Extracted text:
The day the library stickers stopped feeling neutral
In the library’s back room, we had a table of fresh books and rolls of coloured stickers. Our job was simple: skim a few pages, then stick on “family friendly” or “needs caution”. The librarian said, “We’ll ask a few of you per book and go with the most common sticker.”
It sounded fair. More opinions should smooth out odd personal tastes. But then I noticed a snag: if a few volunteers are always harsher on certain authors or certain kinds of characters, those stickers aren’t random. They lean the same way, every time.
To check if that lean happens in real life, the team gathered two big piles of past judgements where the right answers were already known. One pile came from justice-style case write-ups. The other was people tagging short online comments as toxic or not.
They could score each person two ways at once: how often the person matched the known right answer, and whether the person’s wrong calls landed harder on one group than another. The surprise was that some people were usually right, yet still skewed against a group.
Then the awkward bit for “most common sticker wins”. On lots of items, the people doing the labelling were mostly the skewed ones, even with a fairly gentle test for skew. So the final sticker could flip away from the correct one, just because the tilted group had the numbers.
Sending the skewed volunteers home didn’t fix it. The remaining stickers often got less correct, and plenty of books ended up with too few stickers to use. In the back room it felt like a choice between unfair speed and a trolley that never gets finished.
Even fancier ways of combining votes didn’t reliably wash out the skew. When computers were trained on these final stickers instead of the known-correct ones, they copied the wobble and the unevenness. Takeaway: if the stickers go on crooked, the recommendations will too.

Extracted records

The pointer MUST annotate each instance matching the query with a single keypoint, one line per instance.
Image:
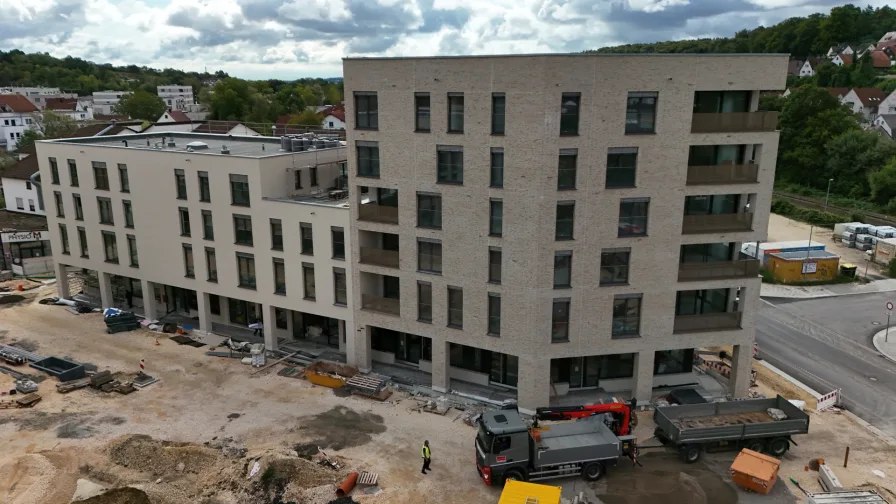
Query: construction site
(121, 412)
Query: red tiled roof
(17, 103)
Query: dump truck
(730, 425)
(509, 449)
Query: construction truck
(509, 449)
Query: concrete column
(441, 366)
(105, 289)
(741, 366)
(62, 290)
(643, 389)
(534, 387)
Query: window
(79, 210)
(279, 276)
(337, 236)
(208, 228)
(205, 192)
(340, 287)
(239, 190)
(421, 112)
(429, 211)
(276, 234)
(614, 266)
(498, 105)
(621, 166)
(450, 164)
(100, 176)
(180, 182)
(54, 171)
(60, 211)
(562, 269)
(366, 110)
(429, 255)
(63, 237)
(82, 242)
(242, 229)
(132, 250)
(455, 307)
(73, 173)
(569, 113)
(184, 217)
(494, 265)
(368, 158)
(424, 301)
(123, 179)
(308, 281)
(307, 238)
(640, 112)
(626, 315)
(495, 217)
(105, 206)
(633, 216)
(128, 214)
(455, 112)
(565, 223)
(560, 321)
(245, 266)
(211, 264)
(494, 314)
(110, 247)
(496, 175)
(566, 169)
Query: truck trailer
(507, 448)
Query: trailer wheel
(778, 446)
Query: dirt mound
(143, 453)
(126, 495)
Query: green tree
(141, 105)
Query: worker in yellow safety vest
(426, 456)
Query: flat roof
(238, 146)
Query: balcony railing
(716, 270)
(378, 213)
(733, 122)
(707, 322)
(717, 223)
(723, 174)
(379, 257)
(381, 304)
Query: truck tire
(593, 471)
(690, 453)
(778, 446)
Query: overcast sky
(288, 39)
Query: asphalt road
(826, 344)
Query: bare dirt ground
(196, 435)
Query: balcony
(379, 257)
(378, 213)
(717, 223)
(723, 174)
(734, 122)
(707, 322)
(717, 270)
(380, 304)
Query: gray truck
(694, 428)
(507, 448)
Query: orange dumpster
(755, 471)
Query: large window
(614, 265)
(626, 315)
(640, 112)
(366, 110)
(633, 216)
(450, 164)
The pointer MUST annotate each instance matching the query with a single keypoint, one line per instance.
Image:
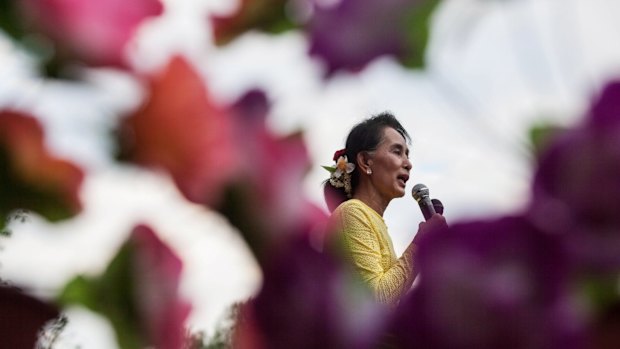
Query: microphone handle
(426, 206)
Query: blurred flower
(22, 318)
(158, 270)
(577, 186)
(31, 177)
(138, 293)
(309, 299)
(351, 33)
(179, 129)
(266, 15)
(497, 284)
(265, 201)
(93, 32)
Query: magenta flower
(351, 33)
(31, 177)
(498, 284)
(577, 185)
(93, 32)
(158, 271)
(309, 300)
(265, 199)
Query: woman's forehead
(391, 136)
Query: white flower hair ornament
(341, 173)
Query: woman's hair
(365, 136)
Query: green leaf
(541, 135)
(111, 295)
(330, 169)
(418, 22)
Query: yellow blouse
(369, 247)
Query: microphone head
(419, 192)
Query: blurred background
(493, 70)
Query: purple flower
(497, 284)
(350, 34)
(309, 299)
(577, 186)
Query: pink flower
(265, 199)
(30, 177)
(95, 32)
(180, 130)
(158, 271)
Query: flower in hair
(341, 173)
(338, 154)
(343, 166)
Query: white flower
(343, 166)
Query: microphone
(437, 205)
(420, 194)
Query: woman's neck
(373, 200)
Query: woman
(372, 170)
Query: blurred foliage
(111, 295)
(270, 16)
(541, 135)
(418, 23)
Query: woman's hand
(436, 222)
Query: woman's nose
(407, 165)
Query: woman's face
(390, 165)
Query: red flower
(181, 131)
(30, 177)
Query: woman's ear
(363, 161)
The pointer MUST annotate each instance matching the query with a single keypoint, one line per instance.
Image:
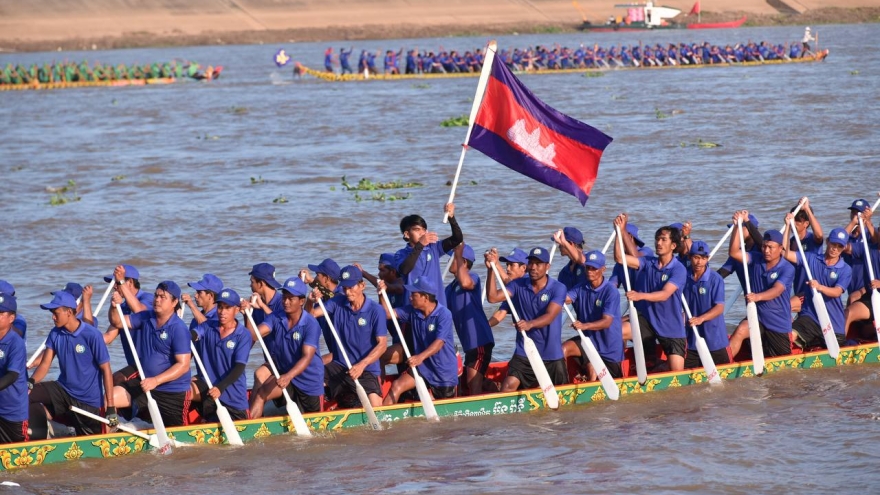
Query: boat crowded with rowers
(601, 368)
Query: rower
(831, 276)
(84, 365)
(538, 300)
(433, 351)
(661, 280)
(771, 280)
(464, 295)
(292, 338)
(162, 342)
(597, 308)
(223, 345)
(421, 256)
(704, 292)
(360, 325)
(13, 376)
(204, 305)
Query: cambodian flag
(521, 132)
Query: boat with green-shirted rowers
(210, 435)
(82, 75)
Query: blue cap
(327, 267)
(8, 303)
(170, 287)
(266, 273)
(595, 259)
(6, 288)
(859, 205)
(573, 235)
(540, 254)
(633, 230)
(61, 299)
(468, 253)
(73, 288)
(515, 256)
(350, 276)
(752, 219)
(228, 296)
(773, 236)
(388, 259)
(839, 236)
(130, 272)
(208, 282)
(295, 286)
(422, 284)
(700, 248)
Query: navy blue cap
(8, 303)
(130, 272)
(350, 276)
(422, 284)
(228, 296)
(327, 267)
(170, 287)
(209, 282)
(266, 273)
(61, 299)
(515, 256)
(296, 287)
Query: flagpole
(478, 98)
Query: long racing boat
(211, 435)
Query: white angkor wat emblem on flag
(530, 142)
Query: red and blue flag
(521, 132)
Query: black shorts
(614, 369)
(306, 403)
(173, 406)
(719, 357)
(520, 368)
(125, 374)
(671, 346)
(810, 334)
(13, 431)
(207, 407)
(341, 387)
(58, 402)
(775, 343)
(479, 358)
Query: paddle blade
(638, 349)
(602, 373)
(158, 425)
(368, 408)
(706, 359)
(755, 338)
(825, 322)
(425, 398)
(232, 435)
(540, 371)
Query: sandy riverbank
(38, 25)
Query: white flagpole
(478, 98)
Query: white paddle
(232, 435)
(819, 303)
(152, 406)
(635, 329)
(751, 310)
(421, 388)
(478, 99)
(875, 296)
(362, 394)
(702, 348)
(537, 364)
(602, 373)
(299, 424)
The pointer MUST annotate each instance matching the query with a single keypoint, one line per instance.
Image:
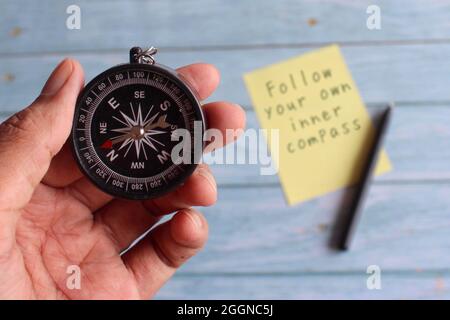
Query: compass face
(126, 126)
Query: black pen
(350, 220)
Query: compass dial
(124, 127)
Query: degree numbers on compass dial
(123, 127)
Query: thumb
(30, 138)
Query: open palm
(55, 224)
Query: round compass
(138, 128)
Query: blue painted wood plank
(383, 73)
(418, 143)
(40, 26)
(321, 286)
(403, 227)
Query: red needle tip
(106, 145)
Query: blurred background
(259, 247)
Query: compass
(136, 129)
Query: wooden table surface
(259, 247)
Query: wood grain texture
(259, 247)
(415, 73)
(310, 286)
(404, 227)
(191, 24)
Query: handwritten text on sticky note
(325, 129)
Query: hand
(51, 217)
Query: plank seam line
(331, 273)
(264, 46)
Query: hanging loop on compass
(137, 55)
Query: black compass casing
(123, 126)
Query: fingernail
(58, 77)
(196, 219)
(205, 173)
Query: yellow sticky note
(325, 130)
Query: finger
(228, 119)
(158, 255)
(202, 77)
(84, 191)
(63, 169)
(30, 138)
(127, 220)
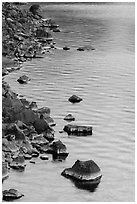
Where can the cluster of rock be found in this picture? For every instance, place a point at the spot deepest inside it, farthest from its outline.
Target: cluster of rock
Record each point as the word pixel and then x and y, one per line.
pixel 25 34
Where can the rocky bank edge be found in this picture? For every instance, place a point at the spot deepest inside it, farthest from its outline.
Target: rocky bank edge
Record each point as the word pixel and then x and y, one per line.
pixel 26 129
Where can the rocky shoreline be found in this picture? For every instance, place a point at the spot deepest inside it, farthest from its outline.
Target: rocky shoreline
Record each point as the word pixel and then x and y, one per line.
pixel 27 130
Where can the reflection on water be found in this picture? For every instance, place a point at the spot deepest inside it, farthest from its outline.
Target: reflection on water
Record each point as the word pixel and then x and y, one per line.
pixel 104 78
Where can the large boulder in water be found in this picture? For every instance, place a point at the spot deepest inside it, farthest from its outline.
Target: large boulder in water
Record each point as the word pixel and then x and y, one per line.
pixel 27 116
pixel 69 117
pixel 86 173
pixel 23 79
pixel 44 111
pixel 78 130
pixel 75 99
pixel 41 125
pixel 34 9
pixel 11 194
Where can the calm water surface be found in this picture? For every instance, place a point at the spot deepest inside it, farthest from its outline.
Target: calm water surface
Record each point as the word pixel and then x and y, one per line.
pixel 104 78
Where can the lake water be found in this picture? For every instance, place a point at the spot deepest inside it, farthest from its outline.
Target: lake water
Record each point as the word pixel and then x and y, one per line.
pixel 105 79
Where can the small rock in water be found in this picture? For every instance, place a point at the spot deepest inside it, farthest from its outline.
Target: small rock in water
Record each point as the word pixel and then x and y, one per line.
pixel 27 156
pixel 79 130
pixel 44 157
pixel 69 117
pixel 11 194
pixel 86 174
pixel 66 48
pixel 33 162
pixel 59 150
pixel 75 99
pixel 80 49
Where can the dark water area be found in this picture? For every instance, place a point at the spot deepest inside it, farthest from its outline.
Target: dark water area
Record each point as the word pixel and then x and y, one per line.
pixel 105 79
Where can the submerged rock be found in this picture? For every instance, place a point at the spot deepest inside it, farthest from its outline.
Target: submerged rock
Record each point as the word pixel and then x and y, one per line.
pixel 11 194
pixel 41 125
pixel 23 79
pixel 86 173
pixel 69 117
pixel 56 30
pixel 18 162
pixel 66 48
pixel 86 47
pixel 75 99
pixel 44 157
pixel 80 49
pixel 78 130
pixel 59 150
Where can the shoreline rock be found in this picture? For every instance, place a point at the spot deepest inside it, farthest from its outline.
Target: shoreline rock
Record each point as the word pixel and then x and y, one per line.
pixel 85 174
pixel 78 130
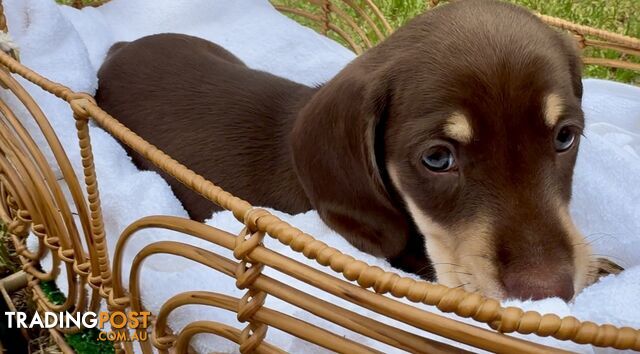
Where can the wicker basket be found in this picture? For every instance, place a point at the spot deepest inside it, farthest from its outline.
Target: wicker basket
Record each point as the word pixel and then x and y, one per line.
pixel 32 201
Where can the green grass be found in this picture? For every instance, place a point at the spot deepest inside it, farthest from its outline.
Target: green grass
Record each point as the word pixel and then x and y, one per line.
pixel 619 16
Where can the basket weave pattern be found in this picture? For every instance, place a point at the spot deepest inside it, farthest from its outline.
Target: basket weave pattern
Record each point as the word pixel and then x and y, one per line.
pixel 32 201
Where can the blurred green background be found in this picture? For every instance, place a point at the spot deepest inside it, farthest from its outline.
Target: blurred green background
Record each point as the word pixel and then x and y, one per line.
pixel 620 16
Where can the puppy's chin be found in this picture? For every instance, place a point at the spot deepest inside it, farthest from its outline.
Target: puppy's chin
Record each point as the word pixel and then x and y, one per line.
pixel 463 258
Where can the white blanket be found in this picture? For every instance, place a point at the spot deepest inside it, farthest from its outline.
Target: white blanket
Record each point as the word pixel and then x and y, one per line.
pixel 68 46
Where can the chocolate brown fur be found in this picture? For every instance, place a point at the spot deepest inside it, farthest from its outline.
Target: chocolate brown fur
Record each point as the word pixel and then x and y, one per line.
pixel 352 148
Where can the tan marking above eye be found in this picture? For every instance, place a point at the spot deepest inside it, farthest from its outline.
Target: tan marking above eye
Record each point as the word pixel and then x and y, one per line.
pixel 458 127
pixel 553 107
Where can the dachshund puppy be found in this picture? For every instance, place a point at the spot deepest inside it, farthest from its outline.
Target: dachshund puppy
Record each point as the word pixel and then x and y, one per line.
pixel 448 149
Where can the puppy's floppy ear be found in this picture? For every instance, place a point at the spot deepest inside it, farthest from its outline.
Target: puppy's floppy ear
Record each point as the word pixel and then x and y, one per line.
pixel 573 54
pixel 335 156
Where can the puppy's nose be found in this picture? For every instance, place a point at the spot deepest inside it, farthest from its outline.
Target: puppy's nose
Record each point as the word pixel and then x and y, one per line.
pixel 538 285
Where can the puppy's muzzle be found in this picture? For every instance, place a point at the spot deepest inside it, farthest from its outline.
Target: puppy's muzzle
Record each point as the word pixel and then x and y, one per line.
pixel 538 283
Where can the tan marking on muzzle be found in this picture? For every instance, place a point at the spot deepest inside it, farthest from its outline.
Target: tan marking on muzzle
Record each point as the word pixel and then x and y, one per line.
pixel 462 257
pixel 553 107
pixel 458 127
pixel 582 253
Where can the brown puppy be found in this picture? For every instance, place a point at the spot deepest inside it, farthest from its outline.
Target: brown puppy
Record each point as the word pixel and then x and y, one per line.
pixel 459 133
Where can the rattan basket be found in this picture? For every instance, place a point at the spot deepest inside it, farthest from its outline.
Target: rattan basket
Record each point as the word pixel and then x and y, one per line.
pixel 31 201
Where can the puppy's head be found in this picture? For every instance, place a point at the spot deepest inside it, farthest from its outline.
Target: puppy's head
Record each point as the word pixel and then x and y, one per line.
pixel 465 123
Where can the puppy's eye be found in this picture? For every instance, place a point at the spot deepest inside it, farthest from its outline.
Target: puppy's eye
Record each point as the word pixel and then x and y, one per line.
pixel 565 137
pixel 439 159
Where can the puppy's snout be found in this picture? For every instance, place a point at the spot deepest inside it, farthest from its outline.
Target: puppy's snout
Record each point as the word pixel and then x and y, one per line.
pixel 535 284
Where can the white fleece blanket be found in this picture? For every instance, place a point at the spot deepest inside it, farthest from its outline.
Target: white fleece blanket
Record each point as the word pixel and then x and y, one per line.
pixel 68 46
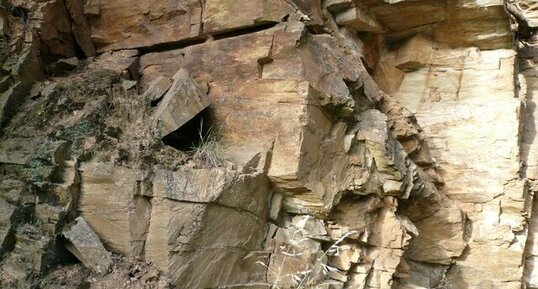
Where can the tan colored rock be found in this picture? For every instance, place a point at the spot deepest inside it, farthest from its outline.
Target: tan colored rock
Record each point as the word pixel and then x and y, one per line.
pixel 359 20
pixel 86 246
pixel 113 217
pixel 80 27
pixel 55 32
pixel 183 101
pixel 126 25
pixel 124 62
pixel 262 98
pixel 224 15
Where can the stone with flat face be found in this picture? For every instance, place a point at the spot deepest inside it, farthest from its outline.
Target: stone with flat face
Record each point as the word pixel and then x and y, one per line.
pixel 86 246
pixel 183 101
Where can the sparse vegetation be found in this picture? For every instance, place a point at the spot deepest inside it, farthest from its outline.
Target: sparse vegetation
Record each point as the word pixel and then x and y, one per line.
pixel 208 148
pixel 304 279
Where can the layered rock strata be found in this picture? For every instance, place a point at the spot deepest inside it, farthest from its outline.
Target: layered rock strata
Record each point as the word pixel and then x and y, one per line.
pixel 323 144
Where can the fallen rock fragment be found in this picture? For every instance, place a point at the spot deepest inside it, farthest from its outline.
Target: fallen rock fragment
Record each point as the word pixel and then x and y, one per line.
pixel 63 65
pixel 157 88
pixel 86 246
pixel 183 101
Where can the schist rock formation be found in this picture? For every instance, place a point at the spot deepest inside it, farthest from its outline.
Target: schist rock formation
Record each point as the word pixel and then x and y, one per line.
pixel 269 144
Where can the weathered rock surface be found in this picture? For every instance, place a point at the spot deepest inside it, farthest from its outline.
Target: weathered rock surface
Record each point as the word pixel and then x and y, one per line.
pixel 86 246
pixel 326 144
pixel 183 101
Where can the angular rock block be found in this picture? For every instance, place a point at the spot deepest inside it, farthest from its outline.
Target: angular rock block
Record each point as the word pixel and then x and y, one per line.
pixel 107 203
pixel 187 222
pixel 86 246
pixel 272 92
pixel 183 101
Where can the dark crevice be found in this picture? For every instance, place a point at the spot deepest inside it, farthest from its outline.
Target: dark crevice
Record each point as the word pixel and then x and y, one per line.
pixel 247 30
pixel 20 12
pixel 161 47
pixel 192 134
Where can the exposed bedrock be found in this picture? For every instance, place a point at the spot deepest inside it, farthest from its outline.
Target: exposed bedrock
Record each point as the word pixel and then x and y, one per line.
pixel 269 144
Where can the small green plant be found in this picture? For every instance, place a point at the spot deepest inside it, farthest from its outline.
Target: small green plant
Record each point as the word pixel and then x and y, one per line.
pixel 77 131
pixel 208 148
pixel 34 170
pixel 304 278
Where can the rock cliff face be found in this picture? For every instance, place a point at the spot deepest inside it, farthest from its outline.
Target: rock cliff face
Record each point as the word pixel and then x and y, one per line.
pixel 268 144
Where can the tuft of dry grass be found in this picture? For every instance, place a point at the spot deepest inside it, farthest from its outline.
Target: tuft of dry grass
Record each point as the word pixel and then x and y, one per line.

Exercise instructions:
1. In the library stickers text, what did the librarian say would decide each book's final sticker?
2. Copy the library stickers text word for word, starting at "Then the awkward" and continuing up to and including "recommendations will too.".

Solutions:
1. The most common sticker among the few volunteers asked to label each book.

2.
Then the awkward bit for “most common sticker wins”. On lots of items, the people doing the labelling were mostly the skewed ones, even with a fairly gentle test for skew. So the final sticker could flip away from the correct one, just because the tilted group had the numbers.
Sending the skewed volunteers home didn’t fix it. The remaining stickers often got less correct, and plenty of books ended up with too few stickers to use. In the back room it felt like a choice between unfair speed and a trolley that never gets finished.
Even fancier ways of combining votes didn’t reliably wash out the skew. When computers were trained on these final stickers instead of the known-correct ones, they copied the wobble and the unevenness. Takeaway: if the stickers go on crooked, the recommendations will too.